→ **What to work on**
Can you copy out the lines below word for word, leaving out the pictures?

┌──

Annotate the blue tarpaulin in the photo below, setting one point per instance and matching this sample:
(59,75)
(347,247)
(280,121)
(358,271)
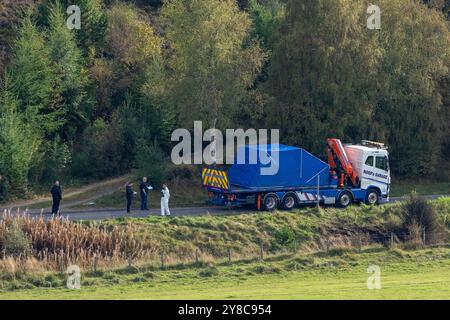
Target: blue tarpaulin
(296,168)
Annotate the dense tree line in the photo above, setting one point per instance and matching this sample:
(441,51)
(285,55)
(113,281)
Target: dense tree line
(104,99)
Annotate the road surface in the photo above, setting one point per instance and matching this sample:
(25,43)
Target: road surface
(102,214)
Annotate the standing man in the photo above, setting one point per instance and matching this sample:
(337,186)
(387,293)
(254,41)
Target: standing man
(144,188)
(129,194)
(57,197)
(165,195)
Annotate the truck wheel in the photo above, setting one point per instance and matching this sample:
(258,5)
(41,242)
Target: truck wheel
(372,197)
(289,201)
(270,202)
(344,199)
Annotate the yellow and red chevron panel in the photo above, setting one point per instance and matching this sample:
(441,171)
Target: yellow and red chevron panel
(215,178)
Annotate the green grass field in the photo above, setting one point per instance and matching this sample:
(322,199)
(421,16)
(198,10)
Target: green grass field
(421,274)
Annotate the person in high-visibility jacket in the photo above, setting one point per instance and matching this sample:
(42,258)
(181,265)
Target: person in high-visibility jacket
(165,195)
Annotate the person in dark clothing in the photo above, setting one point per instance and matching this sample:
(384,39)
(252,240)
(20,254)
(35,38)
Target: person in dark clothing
(129,194)
(57,197)
(144,188)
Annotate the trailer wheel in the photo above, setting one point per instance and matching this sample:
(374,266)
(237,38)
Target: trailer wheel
(270,202)
(372,197)
(289,201)
(345,199)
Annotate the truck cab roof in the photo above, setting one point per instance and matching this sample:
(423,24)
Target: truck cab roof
(367,150)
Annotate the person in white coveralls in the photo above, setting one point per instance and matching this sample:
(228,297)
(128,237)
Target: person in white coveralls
(165,195)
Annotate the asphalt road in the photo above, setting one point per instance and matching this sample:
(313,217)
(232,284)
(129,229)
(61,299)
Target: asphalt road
(102,214)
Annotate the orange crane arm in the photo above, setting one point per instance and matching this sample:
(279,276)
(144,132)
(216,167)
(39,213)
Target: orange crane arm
(338,161)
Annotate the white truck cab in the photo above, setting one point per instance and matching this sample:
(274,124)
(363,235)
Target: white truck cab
(370,160)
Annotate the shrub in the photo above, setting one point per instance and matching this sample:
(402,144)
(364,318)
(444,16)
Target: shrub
(419,214)
(284,236)
(209,272)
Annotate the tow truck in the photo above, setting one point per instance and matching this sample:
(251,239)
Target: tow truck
(354,173)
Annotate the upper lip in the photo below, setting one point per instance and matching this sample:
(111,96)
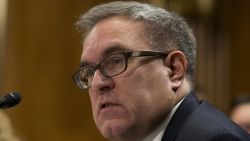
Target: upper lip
(106,103)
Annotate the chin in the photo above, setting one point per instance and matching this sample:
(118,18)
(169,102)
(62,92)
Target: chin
(114,129)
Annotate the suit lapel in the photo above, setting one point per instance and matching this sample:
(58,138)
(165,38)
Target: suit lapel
(182,113)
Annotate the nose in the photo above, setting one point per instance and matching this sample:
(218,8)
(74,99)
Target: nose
(101,83)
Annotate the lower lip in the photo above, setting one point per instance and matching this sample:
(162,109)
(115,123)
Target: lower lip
(112,111)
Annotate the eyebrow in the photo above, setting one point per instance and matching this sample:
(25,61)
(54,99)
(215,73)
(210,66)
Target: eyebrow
(107,52)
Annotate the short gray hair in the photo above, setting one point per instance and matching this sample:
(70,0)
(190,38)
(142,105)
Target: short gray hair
(163,30)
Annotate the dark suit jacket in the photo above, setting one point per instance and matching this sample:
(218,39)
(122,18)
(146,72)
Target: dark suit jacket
(199,121)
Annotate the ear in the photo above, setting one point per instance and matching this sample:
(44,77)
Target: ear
(177,63)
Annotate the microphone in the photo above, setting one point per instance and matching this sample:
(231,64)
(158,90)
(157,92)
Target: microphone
(9,100)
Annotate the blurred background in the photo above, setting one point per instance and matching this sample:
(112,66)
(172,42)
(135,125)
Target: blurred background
(40,50)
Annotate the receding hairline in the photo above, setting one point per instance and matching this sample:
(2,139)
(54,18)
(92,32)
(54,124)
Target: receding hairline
(140,30)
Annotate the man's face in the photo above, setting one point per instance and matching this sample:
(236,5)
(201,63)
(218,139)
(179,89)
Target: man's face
(135,102)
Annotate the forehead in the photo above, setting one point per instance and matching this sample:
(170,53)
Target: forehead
(115,32)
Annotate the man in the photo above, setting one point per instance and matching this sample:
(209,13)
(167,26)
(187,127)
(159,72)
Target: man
(138,66)
(240,112)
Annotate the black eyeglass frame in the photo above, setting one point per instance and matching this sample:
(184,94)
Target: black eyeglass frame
(127,54)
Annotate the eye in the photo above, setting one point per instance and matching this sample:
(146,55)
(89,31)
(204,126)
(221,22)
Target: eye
(116,60)
(87,72)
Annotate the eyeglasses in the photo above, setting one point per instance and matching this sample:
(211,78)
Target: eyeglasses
(110,66)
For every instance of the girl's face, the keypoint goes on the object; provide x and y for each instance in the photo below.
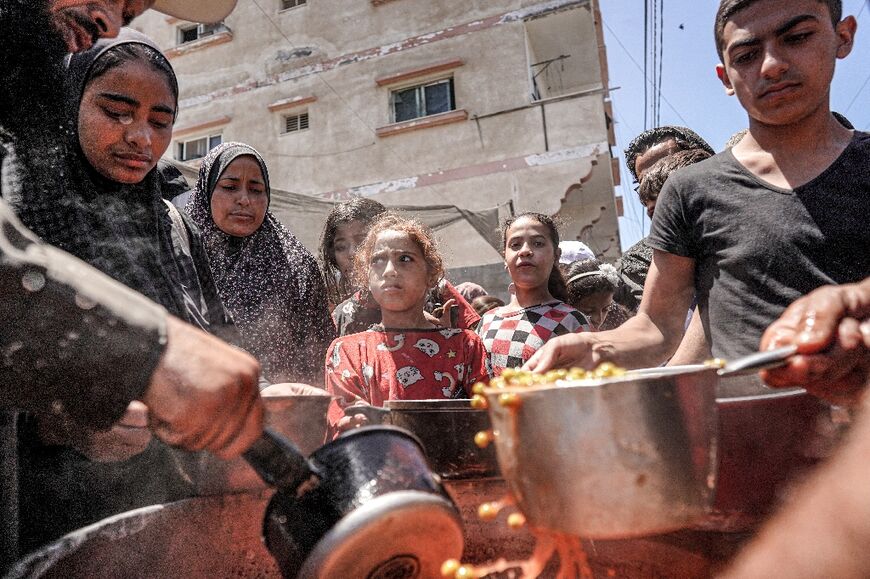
(348, 237)
(239, 200)
(398, 273)
(125, 121)
(595, 307)
(529, 253)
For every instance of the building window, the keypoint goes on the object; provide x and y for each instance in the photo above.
(197, 148)
(423, 100)
(295, 123)
(194, 32)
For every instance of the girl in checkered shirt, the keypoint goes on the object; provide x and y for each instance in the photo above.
(537, 310)
(407, 356)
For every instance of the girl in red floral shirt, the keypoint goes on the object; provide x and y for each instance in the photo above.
(406, 357)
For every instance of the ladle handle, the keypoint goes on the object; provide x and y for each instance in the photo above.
(759, 361)
(278, 461)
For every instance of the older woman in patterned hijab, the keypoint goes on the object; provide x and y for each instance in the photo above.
(266, 278)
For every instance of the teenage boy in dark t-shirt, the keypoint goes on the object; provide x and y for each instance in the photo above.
(777, 216)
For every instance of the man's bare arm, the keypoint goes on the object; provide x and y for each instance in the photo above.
(648, 339)
(694, 348)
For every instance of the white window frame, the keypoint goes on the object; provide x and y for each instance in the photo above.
(202, 31)
(421, 87)
(302, 123)
(181, 146)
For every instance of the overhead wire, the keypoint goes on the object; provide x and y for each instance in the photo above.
(628, 193)
(661, 59)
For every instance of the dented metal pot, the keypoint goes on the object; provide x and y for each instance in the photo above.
(446, 428)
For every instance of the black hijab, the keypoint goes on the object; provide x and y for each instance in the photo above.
(268, 281)
(122, 230)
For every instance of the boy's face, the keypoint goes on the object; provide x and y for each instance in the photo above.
(779, 58)
(83, 22)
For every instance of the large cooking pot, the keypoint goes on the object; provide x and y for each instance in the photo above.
(617, 457)
(221, 537)
(611, 458)
(365, 505)
(300, 418)
(446, 428)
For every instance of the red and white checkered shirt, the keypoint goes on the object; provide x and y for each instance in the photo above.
(512, 336)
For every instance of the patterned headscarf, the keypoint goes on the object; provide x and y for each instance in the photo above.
(268, 281)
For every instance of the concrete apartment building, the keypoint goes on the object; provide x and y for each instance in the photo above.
(485, 105)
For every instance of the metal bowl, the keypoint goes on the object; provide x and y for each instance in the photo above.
(301, 418)
(610, 459)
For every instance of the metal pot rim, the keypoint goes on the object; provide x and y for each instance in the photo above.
(369, 430)
(434, 405)
(633, 376)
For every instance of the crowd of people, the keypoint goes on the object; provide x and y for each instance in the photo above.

└──

→ **Solution to this task**
Annotate the blue tarpaulin in the photo below, setting one point per instance and matching this sample:
(59,75)
(347,247)
(280,121)
(358,271)
Target: blue tarpaulin
(296,168)
Annotate the dense tree line in the photo above, setting one point per instance and matching this sample:
(441,51)
(285,55)
(113,281)
Target: dense tree line
(104,99)
Annotate the road surface in the photo above, setting one point per instance and matching this sample:
(25,43)
Target: road surface
(102,214)
Annotate the standing man in the photo above, setting one point per instance and matching this sample:
(337,186)
(387,293)
(254,41)
Target: standing man
(144,188)
(129,194)
(57,197)
(165,195)
Annotate the truck wheel in the photo above, setting one point per instance and matching this sample:
(258,5)
(41,242)
Target: truck wheel
(372,197)
(289,201)
(270,202)
(344,199)
Annotate the yellow and red chevron panel in the photo above, setting one point per instance and matching this sample:
(441,171)
Target: yellow and red chevron panel
(215,178)
Annotate the green grass field in the photo above, setting one point per instance and matching this sample:
(322,199)
(421,16)
(198,10)
Target: green grass field
(421,274)
Annotate the person in high-visibility jacket in the photo above, setting one point per instance and matching this sample:
(42,258)
(181,265)
Target: person in high-visibility jacket
(165,195)
Annotate the person in dark clothing in the photo above, setting one point per instance and matching this sample:
(384,39)
(252,240)
(20,254)
(35,38)
Target: person in dark clothing
(129,194)
(57,197)
(144,188)
Annotate the trailer wheel in the photo above, setting one point per instance and matching this sample:
(374,266)
(237,38)
Target: trailer wheel
(270,202)
(372,197)
(289,201)
(345,199)
Annotate the truck cab roof in the photo above, setting one point per instance and matching this sample:
(423,24)
Target: truck cab roof
(367,150)
Annotate the person in white coveralls in the photo above, setting one point per instance and matching this sample:
(228,297)
(128,237)
Target: person in white coveralls
(165,195)
Annotate the asphalt road in the photo above, setting one point per instance and matching this sample:
(313,217)
(232,284)
(129,229)
(61,299)
Target: asphalt road
(102,214)
Annotate the orange crane arm in the photo above, setting one point per instance and matching this sample:
(279,276)
(144,132)
(216,167)
(39,213)
Target: orange crane arm
(338,161)
Annotate the white truck cab in the photo above, setting one point per instance and matching this sample:
(274,124)
(363,235)
Target: white truck cab
(370,160)
Annotate the shrub in the photo above, setting one point per instance and matching this sample:
(402,144)
(364,318)
(444,16)
Target: shrub
(419,214)
(284,236)
(209,272)
Annotate the tow truck in the photo above, setting one point per instance and matching this sample:
(251,239)
Target: tow truck
(354,173)
Annotate the upper lip in the photo below, setting one point per instance and matching this sample:
(111,96)
Target: upper lip
(106,103)
Annotate the chin in the photo above, setting one point per instance and matching this sample:
(118,18)
(169,102)
(62,92)
Target: chin
(114,129)
Annotate the suit lapel in the photo above, setting one point per instance and matching this sample:
(58,138)
(165,38)
Target: suit lapel
(182,113)
Annotate the nose in the photo above, setting one point per instance and matching this sample:
(218,8)
(74,99)
Target: nose
(101,83)
Annotate the lower lip in the photo above, setting one point per instance and matching this sample:
(162,109)
(115,123)
Target: lower lip
(112,111)
Annotate the eyebrow in the photo above, setting one point per instance and matching this sample:
(25,61)
(54,99)
(215,73)
(210,66)
Target: eyebrow
(107,52)
Annotate the short gray hair in the photo above, setting one point per instance and matching this sample:
(70,0)
(190,38)
(142,105)
Target: short gray hair
(163,30)
Annotate the dark suit jacket in the photo above, setting one point per instance and matching this sample:
(218,39)
(122,18)
(146,72)
Target: dark suit jacket
(199,121)
Annotate the ear in the photo above, setting one point per instance and matching this sample:
(44,77)
Target: ear
(177,63)
Annotate the microphone in the photo above, setting one point per instance and matching this sample:
(231,64)
(158,90)
(157,92)
Target: microphone
(9,100)
Annotate the blurred background in the photo above, setting one point per instance and matching this sample:
(112,66)
(172,42)
(135,125)
Target: blurred background
(40,50)
Annotate the receding hairline in the photo above, setting one point per instance and matching this sample:
(2,139)
(54,18)
(92,32)
(54,124)
Target: receding hairline
(140,30)
Annotate the man's face in the photo above, setting one point per instance and matching this sample:
(236,5)
(201,63)
(218,139)
(179,89)
Target: man's face
(135,102)
Annotate the forehead in the photo above, setting one point per instance and matching this sample:
(170,53)
Target: forehead
(115,32)
Annotate the man in the photo above, setting one point per instance and matching this sample:
(209,13)
(167,26)
(187,127)
(159,72)
Target: man
(138,66)
(240,112)
Annotate the black eyeglass frame in the photo above, setting one point per instance and matching this sample:
(184,94)
Target: black eyeglass frame
(127,54)
Annotate the eye in the photo above, setting one point per instance and matching this sample:
(146,55)
(89,31)
(204,126)
(221,22)
Target: eye
(116,60)
(87,72)
Annotate the eyeglasses in the photo above, setting one point per instance and matching this sample:
(211,78)
Target: eyeglasses
(110,66)
For every instance of the girl's face, the keypoint goes on the object; provide x and y for each instance in the photo below.
(348, 237)
(239, 200)
(398, 273)
(125, 121)
(595, 307)
(529, 253)
For every instance of the building window, the keypoint goes on the object; provide x and y for each instance in the photo above.
(197, 148)
(423, 100)
(295, 123)
(194, 32)
For every instance of the girl in checkered shirt, the keypoint goes on the object; provide x and y for each instance in the photo above.
(537, 310)
(407, 356)
For every instance of the girl in red floral shirt, the keypoint goes on the object; provide x and y for each instance in the photo above.
(406, 357)
For every instance of the ladle handle, the keypoint goes on the object; provide x and y for each instance in the photo above.
(759, 361)
(278, 461)
For every instance of the older woman in patterned hijab, the keypoint goes on the object; provide x and y for each instance in the photo above.
(266, 278)
For every instance of the teenage boy in dark t-shirt, the keypoint goes on the object; provide x and y for each instance in the photo above.
(777, 216)
For every instance of the man's bare arm, the keypoint goes on the object; provide x and y for each instance in the photo above.
(648, 339)
(694, 348)
For every instance of the white window frame, the keypoint goes on the object; provide x and y for each instance in the photo above.
(202, 31)
(421, 87)
(302, 123)
(181, 146)
For every instance of the overhead wire, the keypoint goes on the object; provide x and y for each instance in the photo above.
(628, 193)
(661, 59)
For every instance of the dented metal pot, the keypoint goes on the object; provide x and y for each instance in the photo above.
(446, 428)
For every instance of the black hijab, the keypoint goes on the object; provide x and y for each instance in the photo above.
(268, 281)
(122, 230)
For every instance of the boy's face, the keypoint goes on the object; provide x and y for each instance in the photo above.
(779, 58)
(83, 22)
For every instance of the large cooking pot, the keypoint goes on the object; provide x and y for each instance in the photo above.
(617, 457)
(221, 537)
(611, 458)
(365, 505)
(300, 418)
(446, 428)
For every instance of the red and white checkered shirt, the keypoint goes on the object; provide x and y for each instance in the photo above.
(512, 336)
For every instance of the patterned headscarf, the keypoint goes on the object; provide x and y for each instance in the photo above.
(268, 281)
For every instance of the concrete apartment building, the keypoint goes on the object; provide x and y for each instance in the photo above.
(485, 105)
For every instance of the metal bowl, the keypoint goes on the object; provide x and y for each instance in the photo above.
(301, 418)
(610, 459)
For every instance of the metal pot rim, the keypoint goes on the object; provide x and y for each instance in the photo above.
(369, 430)
(434, 405)
(633, 376)
For every instance of the crowd of people, the keypoint goes on the object; provide x and y for each instance in the photo above.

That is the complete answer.